Point placement data:
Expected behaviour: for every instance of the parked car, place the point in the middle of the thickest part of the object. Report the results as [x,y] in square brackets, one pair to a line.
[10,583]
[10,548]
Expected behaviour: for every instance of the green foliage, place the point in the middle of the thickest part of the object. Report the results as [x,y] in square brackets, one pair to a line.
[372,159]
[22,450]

WHAT IS ASKED: Output the data above verbatim, keeping every line in its original order.

CORRECT OUTPUT:
Expected behaviour: for every instance of the parked car, place the point in the middle of the thickest part of the object. Report the results as [x,y] in square brackets, one pair to a line.
[10,583]
[10,548]
Expected behaviour: for every instance of the green foliage, place the point in the middle of the thickest part of the object. Report the results as [x,y] in square brackets, one pair to a line.
[372,159]
[22,450]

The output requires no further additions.